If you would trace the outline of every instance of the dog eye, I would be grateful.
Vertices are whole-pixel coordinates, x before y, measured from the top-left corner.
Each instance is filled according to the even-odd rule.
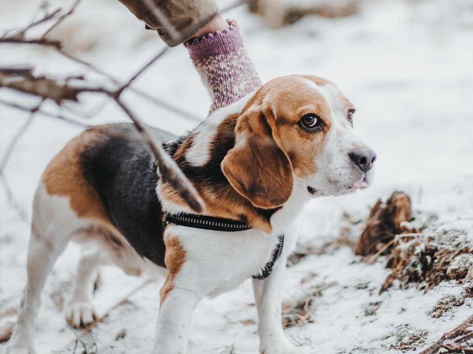
[[[306,130],[313,131],[316,128],[321,126],[322,120],[317,115],[309,113],[301,118],[301,123]]]

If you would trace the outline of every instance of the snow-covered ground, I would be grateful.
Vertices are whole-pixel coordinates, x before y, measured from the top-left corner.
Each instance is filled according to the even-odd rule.
[[[28,22],[40,0],[2,0],[2,30]],[[64,3],[56,1],[56,3]],[[70,3],[68,2],[68,3]],[[355,129],[376,152],[376,176],[366,191],[344,197],[314,201],[300,216],[302,243],[321,244],[340,234],[345,212],[365,219],[369,206],[394,190],[411,196],[416,217],[432,215],[432,230],[455,230],[473,244],[473,3],[470,0],[395,1],[367,3],[358,14],[337,19],[307,17],[291,26],[268,29],[262,19],[244,8],[228,16],[239,22],[247,48],[264,81],[292,73],[309,73],[336,83],[357,109]],[[75,54],[123,81],[150,60],[164,45],[145,31],[116,0],[83,0],[57,36]],[[35,73],[62,76],[89,71],[52,52],[2,45],[0,63],[34,64]],[[98,80],[99,78],[98,77]],[[142,75],[135,87],[203,119],[210,98],[182,46],[167,53]],[[1,99],[18,99],[2,89]],[[125,100],[151,125],[179,134],[195,120],[170,113],[138,95]],[[34,101],[25,97],[23,103]],[[112,103],[96,114],[100,99],[81,99],[93,118],[90,124],[124,121]],[[71,107],[74,109],[74,107]],[[46,104],[44,109],[55,109]],[[5,149],[28,115],[0,105],[0,149]],[[21,137],[5,171],[20,206],[31,215],[33,193],[49,160],[82,128],[36,117]],[[1,158],[2,158],[1,157]],[[9,309],[19,303],[26,282],[28,221],[12,207],[3,186],[0,200],[0,325],[13,321]],[[78,259],[71,244],[58,260],[43,293],[36,343],[41,353],[74,353],[68,343],[78,333],[68,327],[58,309],[67,299]],[[285,299],[310,287],[331,286],[315,299],[312,323],[286,334],[307,353],[384,353],[405,333],[424,333],[417,353],[473,313],[473,301],[439,319],[429,312],[446,295],[461,290],[445,283],[426,294],[395,287],[378,295],[389,271],[385,259],[367,265],[350,249],[310,256],[288,269]],[[315,273],[308,283],[301,281]],[[143,279],[105,267],[96,292],[101,313],[119,301]],[[147,284],[83,339],[99,353],[150,353],[162,280]],[[257,353],[258,339],[249,280],[237,289],[198,306],[193,319],[189,353]],[[375,313],[366,309],[379,303]],[[378,306],[376,305],[376,306]],[[60,306],[59,306],[60,307]],[[125,336],[116,340],[122,330]],[[5,344],[0,344],[0,352]],[[75,353],[82,353],[79,345]],[[395,353],[392,349],[390,353]]]

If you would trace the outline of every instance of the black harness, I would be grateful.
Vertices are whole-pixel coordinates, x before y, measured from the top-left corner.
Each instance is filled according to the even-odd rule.
[[[195,229],[203,229],[203,230],[209,230],[213,231],[224,231],[225,232],[243,231],[251,229],[246,223],[238,220],[185,213],[180,213],[179,214],[166,213],[166,217],[164,220],[165,228],[169,223]],[[281,256],[281,253],[282,252],[282,246],[284,243],[284,235],[283,234],[281,234],[278,237],[279,242],[276,245],[276,248],[272,252],[272,257],[271,260],[266,264],[265,267],[261,269],[261,274],[252,276],[253,279],[262,280],[269,276],[271,272],[272,271],[272,267],[274,265],[274,263]]]

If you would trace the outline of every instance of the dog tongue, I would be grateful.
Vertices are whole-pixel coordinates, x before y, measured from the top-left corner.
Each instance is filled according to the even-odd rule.
[[[362,182],[357,182],[355,183],[353,183],[350,188],[352,188],[354,189],[360,189],[364,188],[366,188],[368,186],[368,184],[366,182],[363,181]]]

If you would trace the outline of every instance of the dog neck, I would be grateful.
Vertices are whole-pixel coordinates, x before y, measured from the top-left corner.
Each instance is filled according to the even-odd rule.
[[[237,118],[251,96],[216,111],[174,143],[170,152],[203,200],[205,215],[241,220],[252,228],[270,233],[270,219],[281,207],[264,209],[253,205],[231,186],[220,166],[235,145]],[[167,212],[192,212],[167,181],[161,178],[157,188]]]

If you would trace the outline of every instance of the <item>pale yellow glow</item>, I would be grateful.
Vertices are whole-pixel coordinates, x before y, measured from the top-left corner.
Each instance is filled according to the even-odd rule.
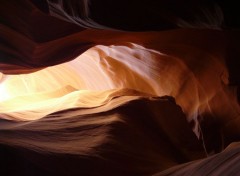
[[[225,113],[232,113],[236,105],[226,103],[233,101],[226,101],[232,97],[221,80],[227,73],[225,65],[210,55],[201,60],[188,57],[176,58],[131,43],[99,45],[71,62],[7,76],[0,84],[1,117],[35,120],[69,108],[99,107],[120,95],[128,98],[118,104],[146,94],[173,96],[188,120],[206,111],[219,113],[224,102]]]

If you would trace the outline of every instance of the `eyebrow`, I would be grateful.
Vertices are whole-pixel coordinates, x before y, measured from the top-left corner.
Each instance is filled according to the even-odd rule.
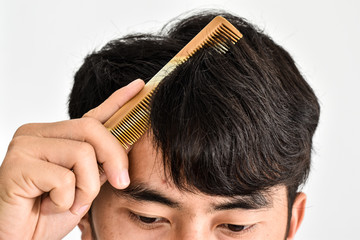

******

§ Instructions to follow: Can you arrange the entries above as a numbered list, leaving out the blank lines and the pictures?

§ Exercise answer:
1. If you would trace the outline of every instance of the dog eye, I would be grateful.
2. Vertices are whole-pixel coordinates, x before y, measured from the top-left corner.
3. Each instance is filled according to the even-odd rule.
4. [[[306,130],[313,131],[316,128],[321,126],[322,120],[317,115],[309,113],[301,118],[301,123]]]
5. If you would trace the outline of every instance of the snow-covered ground, I would be grateful.
6. Vertices are whole-pixel coordinates, x before y, measured from the top-left corner.
7. Each instance is filled according to the even-odd rule.
8. [[[28,22],[40,0],[2,0],[2,30]],[[64,3],[56,1],[56,3]],[[70,3],[68,2],[68,3]],[[355,129],[376,152],[376,176],[366,191],[344,197],[314,201],[300,216],[302,243],[321,244],[340,234],[345,212],[365,219],[369,206],[394,190],[411,196],[416,217],[432,215],[432,230],[455,230],[473,244],[473,3],[470,0],[395,1],[367,3],[358,14],[337,19],[307,17],[291,26],[268,29],[262,19],[244,8],[228,16],[239,22],[247,48],[264,81],[292,73],[309,73],[336,83],[357,109]],[[75,54],[123,81],[150,60],[164,45],[145,31],[116,0],[83,0],[57,36]],[[35,73],[62,76],[89,71],[52,52],[2,45],[0,63],[34,64]],[[98,80],[99,78],[98,77]],[[142,75],[135,87],[203,119],[210,98],[182,46],[167,53]],[[1,99],[18,99],[2,89]],[[125,100],[151,125],[179,134],[195,120],[170,113],[138,95]],[[34,101],[25,97],[23,103]],[[112,103],[96,114],[100,99],[81,99],[93,118],[90,124],[124,121]],[[71,107],[74,109],[74,107]],[[46,104],[44,109],[55,109]],[[5,149],[28,115],[0,105],[0,149]],[[21,137],[5,171],[20,206],[31,215],[33,193],[49,160],[82,128],[36,117]],[[1,158],[2,158],[1,157]],[[9,309],[19,303],[26,282],[28,221],[12,207],[3,186],[0,200],[0,325],[13,321]],[[78,259],[71,244],[58,260],[43,293],[36,343],[41,353],[74,353],[68,343],[78,333],[68,327],[58,309],[67,299]],[[285,299],[310,287],[331,286],[315,299],[312,323],[286,334],[307,353],[384,353],[405,333],[424,333],[417,353],[473,313],[473,301],[439,319],[429,312],[446,295],[461,290],[445,283],[426,294],[395,287],[378,295],[389,271],[385,259],[367,265],[350,249],[310,256],[288,269]],[[315,273],[308,283],[301,281]],[[143,279],[105,267],[96,292],[101,313],[119,301]],[[147,284],[83,339],[99,353],[150,353],[162,280]],[[257,353],[258,339],[249,280],[237,289],[198,306],[193,319],[189,353]],[[375,313],[366,309],[379,303]],[[378,306],[376,305],[376,306]],[[60,306],[59,306],[60,307]],[[125,336],[116,340],[122,330]],[[5,344],[0,344],[0,352]],[[75,353],[82,353],[79,345]],[[395,353],[392,349],[390,353]]]
9. If you would trace the outline of every instance of the black harness, I would be grateful.
10. Vertices are whole-pixel coordinates, x before y, measured from the top-left corner.
11. Each instance is filled according to the even-odd rule.
12. [[[195,229],[203,229],[203,230],[209,230],[213,231],[224,231],[225,232],[243,231],[251,229],[246,223],[238,220],[185,213],[180,213],[179,214],[166,213],[166,217],[164,220],[165,228],[169,223]],[[281,256],[281,253],[282,252],[282,246],[284,243],[284,235],[283,234],[281,234],[278,237],[279,242],[276,245],[276,248],[272,252],[272,257],[271,260],[266,264],[265,267],[261,269],[261,274],[252,276],[253,279],[262,280],[269,276],[271,272],[272,271],[272,267],[274,265],[274,263]]]
13. If you would trace the outline of every instance of the dog tongue, I would be grateful.
14. Vertices are whole-pixel coordinates, x before y, measured from the top-left corner.
15. Each instance is filled according to the even-odd rule.
16. [[[362,182],[357,182],[355,183],[353,183],[350,188],[352,188],[354,189],[360,189],[364,188],[366,188],[368,186],[368,184],[366,182],[363,181]]]
17. If you would trace the outline of every instance of the dog neck, I would be grateful.
18. Vertices are whole-pixel coordinates, x before y, measured from the top-left corner.
19. Each instance is filled according to the even-odd rule.
20. [[[237,118],[251,96],[216,111],[174,143],[170,152],[203,200],[205,215],[241,220],[252,228],[270,233],[270,219],[281,207],[264,209],[253,205],[231,186],[220,166],[235,145]],[[167,212],[192,212],[167,181],[161,178],[157,188]]]
21. If you would trace the outline of every instance of the <item>pale yellow glow</item>, I would be grateful.
22. Vertices are whole-pixel coordinates, x before y, measured from the top-left corner.
23. Each instance is filled according to the even-odd rule.
24. [[[225,113],[232,113],[236,105],[226,103],[233,101],[226,101],[232,97],[221,80],[227,73],[225,65],[210,55],[201,60],[188,57],[176,58],[131,43],[99,45],[71,62],[7,76],[0,84],[1,117],[35,120],[69,108],[99,107],[120,95],[128,98],[118,104],[146,94],[173,96],[188,120],[206,111],[219,113],[224,102]]]
25. If you would trace the outline of every instance of the `eyebrow`, I would be grateful.
26. Vertices are whole-pixel coordinates, x before y, measured from the top-left corner.
27. Each instance is filled according to the even-odd rule.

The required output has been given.